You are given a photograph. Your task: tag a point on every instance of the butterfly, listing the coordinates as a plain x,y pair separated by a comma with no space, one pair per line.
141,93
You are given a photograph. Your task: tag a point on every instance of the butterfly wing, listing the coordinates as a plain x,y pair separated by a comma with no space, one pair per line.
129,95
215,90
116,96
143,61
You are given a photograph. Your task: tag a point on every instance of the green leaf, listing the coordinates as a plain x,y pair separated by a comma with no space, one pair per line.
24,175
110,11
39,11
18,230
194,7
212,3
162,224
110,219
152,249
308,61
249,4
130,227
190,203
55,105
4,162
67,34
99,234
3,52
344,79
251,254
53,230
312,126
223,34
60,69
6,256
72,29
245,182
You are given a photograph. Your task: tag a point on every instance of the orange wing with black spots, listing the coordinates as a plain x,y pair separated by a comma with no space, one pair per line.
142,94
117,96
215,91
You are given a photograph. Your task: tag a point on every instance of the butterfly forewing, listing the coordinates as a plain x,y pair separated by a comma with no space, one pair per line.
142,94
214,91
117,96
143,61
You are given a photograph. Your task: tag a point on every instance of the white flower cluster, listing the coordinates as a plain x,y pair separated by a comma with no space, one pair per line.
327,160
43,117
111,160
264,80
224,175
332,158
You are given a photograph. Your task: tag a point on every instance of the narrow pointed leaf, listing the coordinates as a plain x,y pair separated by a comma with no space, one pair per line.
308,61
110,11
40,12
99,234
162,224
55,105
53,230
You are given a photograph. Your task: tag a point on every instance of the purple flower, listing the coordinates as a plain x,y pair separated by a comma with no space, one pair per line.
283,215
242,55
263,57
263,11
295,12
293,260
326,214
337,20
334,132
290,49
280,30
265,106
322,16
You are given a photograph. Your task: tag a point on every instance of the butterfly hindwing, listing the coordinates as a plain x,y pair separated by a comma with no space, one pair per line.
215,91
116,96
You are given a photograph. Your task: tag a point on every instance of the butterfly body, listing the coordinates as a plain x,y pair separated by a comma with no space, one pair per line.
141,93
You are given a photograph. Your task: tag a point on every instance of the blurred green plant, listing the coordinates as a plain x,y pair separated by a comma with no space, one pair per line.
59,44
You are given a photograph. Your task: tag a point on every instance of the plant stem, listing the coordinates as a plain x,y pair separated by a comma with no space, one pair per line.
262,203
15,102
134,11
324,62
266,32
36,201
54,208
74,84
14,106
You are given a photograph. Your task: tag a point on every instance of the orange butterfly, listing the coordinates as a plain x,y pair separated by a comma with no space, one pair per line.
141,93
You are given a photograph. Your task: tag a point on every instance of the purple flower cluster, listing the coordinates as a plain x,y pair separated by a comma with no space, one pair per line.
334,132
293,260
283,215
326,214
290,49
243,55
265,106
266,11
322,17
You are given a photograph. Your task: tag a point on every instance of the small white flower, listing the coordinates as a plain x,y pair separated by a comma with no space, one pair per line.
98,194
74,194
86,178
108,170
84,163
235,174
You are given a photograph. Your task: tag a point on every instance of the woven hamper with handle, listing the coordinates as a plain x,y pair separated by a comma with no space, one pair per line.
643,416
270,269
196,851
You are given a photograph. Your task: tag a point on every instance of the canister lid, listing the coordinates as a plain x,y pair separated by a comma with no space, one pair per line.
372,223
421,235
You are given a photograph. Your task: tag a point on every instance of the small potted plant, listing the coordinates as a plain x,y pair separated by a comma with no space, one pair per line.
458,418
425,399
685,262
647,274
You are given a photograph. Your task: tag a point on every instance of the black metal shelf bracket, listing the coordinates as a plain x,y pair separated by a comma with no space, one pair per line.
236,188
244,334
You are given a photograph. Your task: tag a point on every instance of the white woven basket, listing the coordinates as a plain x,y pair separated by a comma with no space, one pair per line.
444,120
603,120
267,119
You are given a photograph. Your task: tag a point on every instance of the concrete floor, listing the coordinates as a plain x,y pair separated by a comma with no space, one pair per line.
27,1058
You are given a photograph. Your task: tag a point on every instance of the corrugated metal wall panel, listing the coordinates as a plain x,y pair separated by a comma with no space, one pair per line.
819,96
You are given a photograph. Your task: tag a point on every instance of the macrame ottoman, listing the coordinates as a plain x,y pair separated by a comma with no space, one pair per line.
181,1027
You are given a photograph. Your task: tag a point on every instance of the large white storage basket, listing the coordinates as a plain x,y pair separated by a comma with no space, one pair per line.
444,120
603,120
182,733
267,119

## What you are asked to do
Each entry must be reproduced verbatim.

## Task output
You are given a photograph. Your task: tag a point on every instance of the butterfly, listing the coordinates as a plain x,y pair separated by a comma with no space, one pair per line.
141,93
You are given a photograph. Your task: tag a point on every instance of the butterfly wing, listing the coordinates as a plain x,y pair separated by a comma with no space, one pair per line.
129,95
215,90
116,96
143,61
You are given a photograph. Your task: tag a point on every instance of the green leaf, listing the coordinates as a plain x,y pair separated by a comma with no space, one pair per line.
24,175
110,11
39,11
18,230
194,7
212,3
162,224
110,219
152,249
308,61
249,4
130,227
190,203
55,105
4,162
67,34
99,234
3,52
344,79
251,254
53,230
312,126
223,34
60,69
6,256
72,29
245,182
You are given a photograph. Your task: tag a point on every instance of the orange wing with black spots, listing the coordinates as a plain x,y pair separated by a comma with no space, one pair per line.
142,94
117,96
215,91
You are given a photograph. Your task: tag a point on every instance of the butterfly forewing, listing the coordinates as a plain x,y pair separated by a comma with no space, one pair per line.
142,94
214,91
117,96
143,61
You are given a photograph. Your task: tag a point on every instance of the white flower cluster, listing the coordinates as a plain x,y pair separated by a comma with no space, one pair per line.
327,160
43,117
111,160
264,80
224,175
332,158
You are given a photograph. Your task: tag a point on every instance of the narrow pointed leaf, listing the coordinates as a plain x,y pair separated by a comma with no space, one pair per line.
308,61
110,11
40,12
99,234
162,224
55,105
53,230
You are given a photograph. Your task: tag a point on every instance of the purple flower, listing the coordinates as a plain x,y pair separated by a comma with no space, one pair per line.
283,215
242,55
263,57
263,11
295,12
293,260
326,214
337,20
334,132
290,49
280,30
265,106
322,16
You are given a photograph. Your task: tag a point on every instance of the butterfly hindwing, listing the coordinates as a plain x,y pair separated by a comma with no space, one pair per line.
215,91
116,96
You are given a photograph. Your task: tag a point on every instance of the butterfly body, listing the coordinates as a plain x,y pair separated by a comma with no space, one pair per line.
141,93
You are given a photograph. Your task: tag a point on every instance of the blurred green plant, listing the coordinates as a plain x,y pair separated by a comma with no space, one pair per line.
59,44
You are given a photograph. Your task: tag a point on every instance of the plant stem, listing the coordinates as a plain x,y pair separated by a comma with no space, one pair per line.
262,203
15,102
134,11
324,62
266,32
36,201
54,208
74,84
14,106
You are given a photograph. Your task: tag a point on every instance of the orange butterfly, listing the coordinates as a plain x,y pair separated by a comma with no space, one pair per line.
141,93
You are given a photograph. Your task: tag a point on every instance of the purple flower cluster, listing the coordinates as a plain x,y pair separated by a comma with no space, one pair per line.
334,132
293,260
283,215
326,214
290,49
243,55
265,106
266,11
322,17
You are given a photograph. Your task: tag a point on every instance of the small white flower, listing the coordinates as a plain x,y pair separated by a comma with no space, one pair per line.
98,194
74,194
86,178
108,170
84,163
235,174
You are given a photograph. Your task: tag a point on every instance of the woven hamper with handle, listing the coordinates as a plain x,y pair separated by a comma with no space, one pair per line.
643,416
270,269
196,851
You are given a photograph. Your task: tag a point on every instance of the canister lid, listing the coordinates as a plain x,y pair separated by a comma with no space, one pair per line.
372,223
421,235
You are given a photograph. Your task: tag a point on every instance of the small potted plant, listing the coordinates as a plain x,y pair separated by a comma with no space, one pair per line.
458,418
425,399
685,262
647,274
You are given a photograph. Your task: tag a point on every instance of the black metal shelf bracket, listing the coordinates as a plain x,y pair separated by a comma with no space, one pair per line.
236,188
244,334
You are given a photograph. Your task: tag a point on every instance of the white woven basket, listing the coordinates as a plain x,y pair separated by a comma with no space, one pair per line.
444,120
603,120
267,119
You are given a photograph. Your task: tag a point on every instance of the concrete floor, listing the coordinates as a plain x,y pair separated by a comma with no space, one pair per line.
27,1058
You are given a photograph. Your task: tag a point on every instance of the corrugated metal wall panel, listing the coordinates as a plain x,y pair separated by a comma with no space, one pair per line.
819,96
You are given a photograph. Your task: tag a point on every instance of the macrame ottoman, listing the coordinates as a plain x,y pair separated by a comma with no space, one pair per line.
181,1027
You are given a photograph. Your task: tag a point on every instance of the large white storage basket, listing the coordinates as a plain x,y pair separated by a comma with no space, one pair per line.
444,120
603,120
182,733
267,119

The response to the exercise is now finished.